What is needed
Render the data below as a JSON list of strings, one string per line with blank lines omitted, starting at the first line and ending with the line containing "POLYGON ((101 35, 38", inclusive. Leave the pictures out of the answer.

Start of Listed entries

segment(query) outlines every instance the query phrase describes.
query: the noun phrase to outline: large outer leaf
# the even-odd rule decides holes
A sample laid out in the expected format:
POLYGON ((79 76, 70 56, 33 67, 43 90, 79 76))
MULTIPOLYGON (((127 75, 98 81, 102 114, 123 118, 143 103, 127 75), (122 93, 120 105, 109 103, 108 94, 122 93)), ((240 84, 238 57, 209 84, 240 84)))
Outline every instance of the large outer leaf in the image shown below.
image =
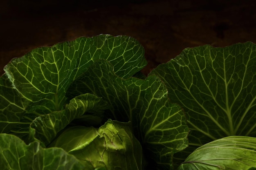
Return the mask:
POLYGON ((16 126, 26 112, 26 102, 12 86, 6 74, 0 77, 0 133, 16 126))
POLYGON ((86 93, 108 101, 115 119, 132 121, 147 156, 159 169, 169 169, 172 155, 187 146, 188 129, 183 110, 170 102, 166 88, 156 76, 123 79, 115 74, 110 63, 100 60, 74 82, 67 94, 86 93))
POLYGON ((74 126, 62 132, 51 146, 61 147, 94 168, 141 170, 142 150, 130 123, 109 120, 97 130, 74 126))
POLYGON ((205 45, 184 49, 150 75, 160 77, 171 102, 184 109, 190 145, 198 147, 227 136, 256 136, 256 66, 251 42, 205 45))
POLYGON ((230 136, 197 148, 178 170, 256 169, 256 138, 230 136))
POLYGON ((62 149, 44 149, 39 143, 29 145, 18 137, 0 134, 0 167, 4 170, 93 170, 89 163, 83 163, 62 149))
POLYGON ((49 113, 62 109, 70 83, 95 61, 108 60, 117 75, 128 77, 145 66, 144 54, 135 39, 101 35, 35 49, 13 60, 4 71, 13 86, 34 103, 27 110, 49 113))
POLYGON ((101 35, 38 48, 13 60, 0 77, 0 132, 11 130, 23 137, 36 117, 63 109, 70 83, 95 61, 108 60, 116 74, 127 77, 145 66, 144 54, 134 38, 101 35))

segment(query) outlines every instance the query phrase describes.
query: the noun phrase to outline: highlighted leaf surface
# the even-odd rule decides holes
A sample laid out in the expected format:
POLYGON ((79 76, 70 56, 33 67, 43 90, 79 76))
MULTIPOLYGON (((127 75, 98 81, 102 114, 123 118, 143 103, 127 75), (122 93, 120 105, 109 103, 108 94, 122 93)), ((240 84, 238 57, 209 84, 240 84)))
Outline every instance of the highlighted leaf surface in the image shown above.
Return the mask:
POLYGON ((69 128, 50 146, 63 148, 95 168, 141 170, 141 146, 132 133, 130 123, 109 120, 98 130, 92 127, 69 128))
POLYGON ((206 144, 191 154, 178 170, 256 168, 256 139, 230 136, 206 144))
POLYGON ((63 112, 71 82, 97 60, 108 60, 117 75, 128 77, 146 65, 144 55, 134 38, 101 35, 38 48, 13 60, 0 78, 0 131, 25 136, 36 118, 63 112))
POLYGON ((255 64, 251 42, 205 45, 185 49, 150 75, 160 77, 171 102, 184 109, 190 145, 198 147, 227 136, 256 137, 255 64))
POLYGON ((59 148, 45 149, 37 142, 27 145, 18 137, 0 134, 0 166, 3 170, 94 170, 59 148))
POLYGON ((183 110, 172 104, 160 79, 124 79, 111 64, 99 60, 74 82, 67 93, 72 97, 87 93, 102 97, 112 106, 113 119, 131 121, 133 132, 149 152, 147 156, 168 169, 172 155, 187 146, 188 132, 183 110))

End of Listed entries

Answer to this problem
[
  "segment(query) outlines every instance the query phrase describes.",
  "query: the noun phrase to outline: large outer leaf",
  "# the even-odd rule decides holes",
  "A sample laid out in the expected format:",
  "POLYGON ((79 76, 70 56, 33 67, 43 90, 79 76))",
  "MULTIPOLYGON (((127 75, 98 81, 102 114, 123 118, 143 103, 127 75), (122 93, 120 105, 109 103, 108 94, 122 93)), ((240 84, 238 57, 209 84, 240 84)))",
  "Outline every instance of the large outer leaf in the image shown below.",
  "image =",
  "Return the mask:",
  "POLYGON ((16 126, 26 112, 26 102, 12 86, 6 74, 0 77, 0 133, 16 126))",
  "POLYGON ((86 93, 108 101, 115 119, 132 121, 147 156, 159 169, 169 169, 172 155, 187 146, 188 129, 183 110, 170 102, 166 88, 156 76, 123 79, 115 74, 110 63, 100 60, 74 82, 67 94, 86 93))",
  "POLYGON ((74 126, 62 132, 51 146, 61 147, 94 168, 141 170, 142 150, 130 123, 109 120, 97 130, 74 126))",
  "POLYGON ((205 45, 184 49, 150 75, 160 77, 171 102, 184 109, 190 145, 198 147, 227 136, 256 136, 256 66, 251 42, 205 45))",
  "POLYGON ((230 136, 197 148, 178 170, 256 169, 256 138, 230 136))",
  "POLYGON ((62 149, 44 149, 39 143, 29 145, 18 137, 0 134, 0 167, 4 170, 93 170, 89 163, 83 163, 62 149))",
  "POLYGON ((49 113, 62 109, 70 83, 95 61, 108 60, 117 75, 128 77, 145 66, 144 54, 135 39, 101 35, 35 49, 13 60, 4 71, 13 86, 34 103, 27 110, 49 113))",
  "POLYGON ((101 35, 38 48, 13 60, 0 77, 0 132, 11 130, 23 137, 36 117, 63 109, 70 83, 95 61, 108 60, 116 74, 127 77, 145 66, 144 54, 134 38, 101 35))"
]